> _HOW TO COMPLETE THIS TASK_: Copy out again, unchanged, the listing below from the line that has "indicate the man's beard" through the line that has "indicate the rectangular".
··· SUPPLIED DATA
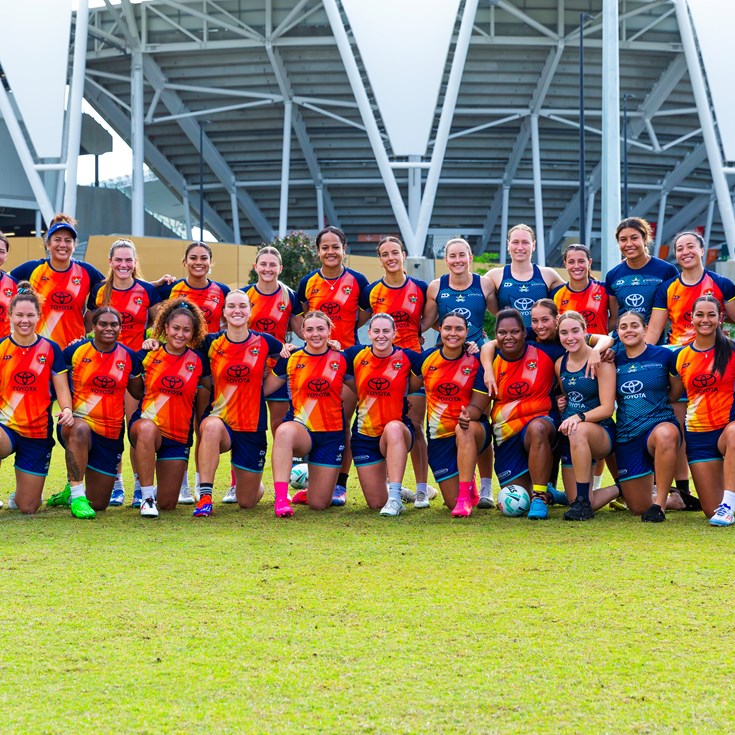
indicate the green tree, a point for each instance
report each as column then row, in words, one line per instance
column 299, row 257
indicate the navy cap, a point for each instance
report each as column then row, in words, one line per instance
column 61, row 226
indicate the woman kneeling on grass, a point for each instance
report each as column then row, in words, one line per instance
column 648, row 434
column 161, row 428
column 31, row 369
column 236, row 419
column 382, row 434
column 523, row 427
column 587, row 429
column 315, row 423
column 456, row 425
column 100, row 372
column 707, row 369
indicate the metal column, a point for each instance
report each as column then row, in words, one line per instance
column 610, row 190
column 706, row 119
column 137, row 224
column 285, row 167
column 74, row 111
column 538, row 192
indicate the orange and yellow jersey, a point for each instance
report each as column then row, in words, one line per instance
column 338, row 298
column 237, row 370
column 524, row 388
column 8, row 289
column 210, row 299
column 381, row 384
column 98, row 381
column 591, row 302
column 64, row 295
column 170, row 388
column 449, row 385
column 25, row 385
column 404, row 303
column 314, row 388
column 710, row 399
column 133, row 304
column 679, row 297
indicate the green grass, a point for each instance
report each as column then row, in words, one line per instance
column 345, row 622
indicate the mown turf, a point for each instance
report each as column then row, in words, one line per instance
column 345, row 622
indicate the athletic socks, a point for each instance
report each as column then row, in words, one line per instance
column 583, row 490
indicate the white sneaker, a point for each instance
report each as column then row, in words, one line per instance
column 392, row 508
column 407, row 495
column 422, row 499
column 185, row 496
column 723, row 516
column 149, row 508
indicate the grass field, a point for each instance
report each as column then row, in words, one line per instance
column 345, row 622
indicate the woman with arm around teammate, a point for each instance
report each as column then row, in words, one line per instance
column 707, row 370
column 456, row 425
column 382, row 433
column 236, row 419
column 521, row 283
column 587, row 430
column 315, row 424
column 162, row 427
column 62, row 283
column 32, row 369
column 100, row 371
column 404, row 298
column 335, row 290
column 648, row 435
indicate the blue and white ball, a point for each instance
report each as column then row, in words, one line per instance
column 513, row 500
column 299, row 476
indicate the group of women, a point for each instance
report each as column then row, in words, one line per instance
column 552, row 387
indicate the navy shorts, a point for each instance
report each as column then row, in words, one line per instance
column 511, row 458
column 702, row 446
column 32, row 456
column 443, row 454
column 169, row 448
column 104, row 454
column 633, row 458
column 566, row 454
column 248, row 449
column 366, row 449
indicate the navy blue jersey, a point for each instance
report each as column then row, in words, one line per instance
column 642, row 389
column 634, row 288
column 470, row 302
column 522, row 295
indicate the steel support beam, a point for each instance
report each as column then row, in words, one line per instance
column 74, row 111
column 707, row 121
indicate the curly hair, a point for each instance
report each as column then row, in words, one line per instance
column 178, row 307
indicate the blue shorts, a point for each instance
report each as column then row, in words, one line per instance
column 443, row 454
column 702, row 446
column 169, row 448
column 511, row 458
column 366, row 449
column 104, row 454
column 565, row 452
column 248, row 449
column 633, row 458
column 327, row 447
column 280, row 395
column 32, row 456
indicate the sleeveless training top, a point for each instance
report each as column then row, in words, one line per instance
column 470, row 302
column 521, row 295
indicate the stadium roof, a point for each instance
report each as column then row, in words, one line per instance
column 361, row 95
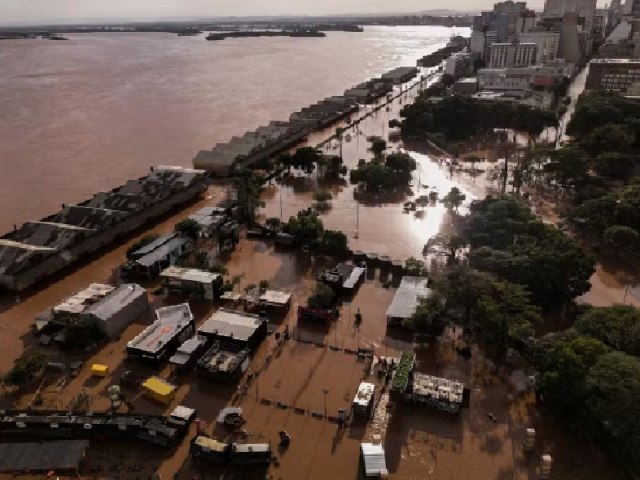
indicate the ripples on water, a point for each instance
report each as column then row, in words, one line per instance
column 84, row 115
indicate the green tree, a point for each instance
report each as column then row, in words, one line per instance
column 453, row 199
column 378, row 145
column 430, row 315
column 189, row 228
column 306, row 227
column 25, row 368
column 449, row 245
column 617, row 326
column 274, row 222
column 620, row 236
column 322, row 297
column 414, row 267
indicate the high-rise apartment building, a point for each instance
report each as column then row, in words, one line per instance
column 512, row 55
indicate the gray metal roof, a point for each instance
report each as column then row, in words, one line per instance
column 116, row 300
column 405, row 301
column 162, row 251
column 375, row 464
column 231, row 324
column 54, row 455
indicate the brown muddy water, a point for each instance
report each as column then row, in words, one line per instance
column 420, row 444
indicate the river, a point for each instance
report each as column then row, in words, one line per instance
column 85, row 115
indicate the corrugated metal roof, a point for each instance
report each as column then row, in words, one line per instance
column 40, row 457
column 232, row 324
column 406, row 298
column 375, row 464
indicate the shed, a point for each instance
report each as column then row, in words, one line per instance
column 235, row 327
column 406, row 299
column 42, row 456
column 159, row 389
column 119, row 308
column 99, row 370
column 275, row 299
column 375, row 465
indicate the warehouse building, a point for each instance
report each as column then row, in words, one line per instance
column 111, row 309
column 405, row 301
column 224, row 362
column 161, row 339
column 188, row 353
column 192, row 282
column 233, row 327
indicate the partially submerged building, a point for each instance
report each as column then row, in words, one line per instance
column 362, row 405
column 441, row 393
column 38, row 249
column 192, row 282
column 223, row 362
column 162, row 338
column 373, row 458
column 406, row 300
column 110, row 308
column 343, row 277
column 188, row 353
column 245, row 330
column 148, row 261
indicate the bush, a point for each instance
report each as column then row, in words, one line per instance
column 30, row 364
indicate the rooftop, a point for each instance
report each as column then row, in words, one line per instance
column 116, row 300
column 210, row 444
column 80, row 301
column 231, row 324
column 405, row 301
column 162, row 251
column 365, row 394
column 190, row 274
column 222, row 359
column 42, row 456
column 171, row 320
column 275, row 297
column 375, row 464
column 438, row 388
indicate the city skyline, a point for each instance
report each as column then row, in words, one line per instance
column 18, row 11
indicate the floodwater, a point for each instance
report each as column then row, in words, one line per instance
column 419, row 443
column 85, row 115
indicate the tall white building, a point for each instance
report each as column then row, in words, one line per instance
column 547, row 43
column 512, row 55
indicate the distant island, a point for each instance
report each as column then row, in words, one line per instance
column 266, row 33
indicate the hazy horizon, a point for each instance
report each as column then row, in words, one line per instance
column 51, row 11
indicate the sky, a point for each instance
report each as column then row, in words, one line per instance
column 12, row 11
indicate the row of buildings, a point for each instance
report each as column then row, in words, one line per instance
column 519, row 55
column 38, row 249
column 270, row 140
column 526, row 55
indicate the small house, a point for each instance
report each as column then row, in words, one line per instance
column 162, row 338
column 362, row 405
column 245, row 330
column 159, row 389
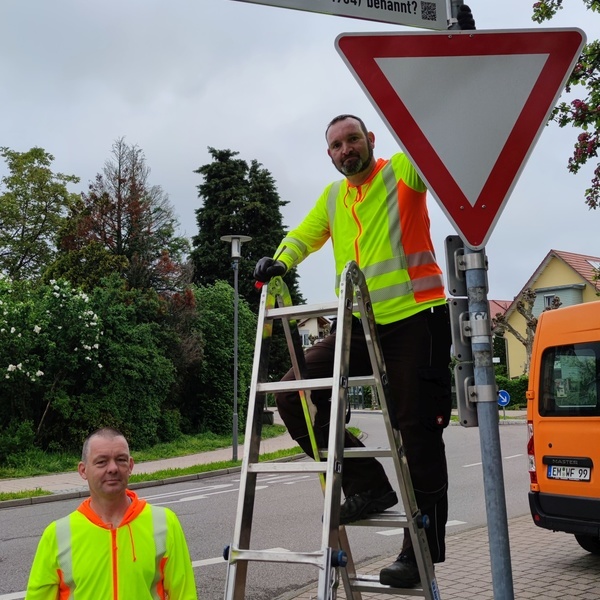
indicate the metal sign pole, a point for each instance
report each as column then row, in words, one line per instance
column 485, row 395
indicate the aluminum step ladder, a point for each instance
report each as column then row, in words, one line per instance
column 334, row 558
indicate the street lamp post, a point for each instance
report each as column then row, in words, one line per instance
column 236, row 242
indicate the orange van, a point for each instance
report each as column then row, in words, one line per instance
column 563, row 423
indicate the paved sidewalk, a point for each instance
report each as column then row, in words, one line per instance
column 545, row 565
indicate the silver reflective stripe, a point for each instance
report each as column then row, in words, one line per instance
column 159, row 523
column 422, row 284
column 390, row 292
column 65, row 555
column 334, row 190
column 391, row 186
column 288, row 241
column 383, row 267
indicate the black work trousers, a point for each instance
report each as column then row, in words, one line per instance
column 416, row 351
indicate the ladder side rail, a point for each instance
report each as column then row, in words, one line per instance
column 337, row 426
column 414, row 518
column 237, row 571
column 294, row 343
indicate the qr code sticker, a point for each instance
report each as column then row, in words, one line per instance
column 428, row 11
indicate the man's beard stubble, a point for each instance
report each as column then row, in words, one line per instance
column 356, row 166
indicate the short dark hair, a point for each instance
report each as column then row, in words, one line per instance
column 343, row 118
column 108, row 432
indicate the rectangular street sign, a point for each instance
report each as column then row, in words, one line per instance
column 428, row 14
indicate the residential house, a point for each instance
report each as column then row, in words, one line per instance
column 562, row 276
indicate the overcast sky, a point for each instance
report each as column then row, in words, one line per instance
column 177, row 76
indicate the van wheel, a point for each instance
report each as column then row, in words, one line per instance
column 589, row 543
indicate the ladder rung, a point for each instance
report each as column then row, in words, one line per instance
column 360, row 452
column 303, row 310
column 311, row 384
column 279, row 555
column 291, row 467
column 295, row 386
column 370, row 583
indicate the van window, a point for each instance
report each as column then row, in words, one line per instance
column 570, row 381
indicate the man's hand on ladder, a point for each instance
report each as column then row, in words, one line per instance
column 267, row 268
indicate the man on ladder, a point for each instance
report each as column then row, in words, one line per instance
column 377, row 216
······
> _SOLUTION TO THIS PROBLEM_:
indicate the man's beard stubble, a point for each instance
report each as column then row, in words, one line per instance
column 356, row 166
indicate the short dark hair, a point for each instance
report each as column then row, in words, one line per instance
column 343, row 118
column 108, row 432
indicate the rectangular street sign, a point for each instance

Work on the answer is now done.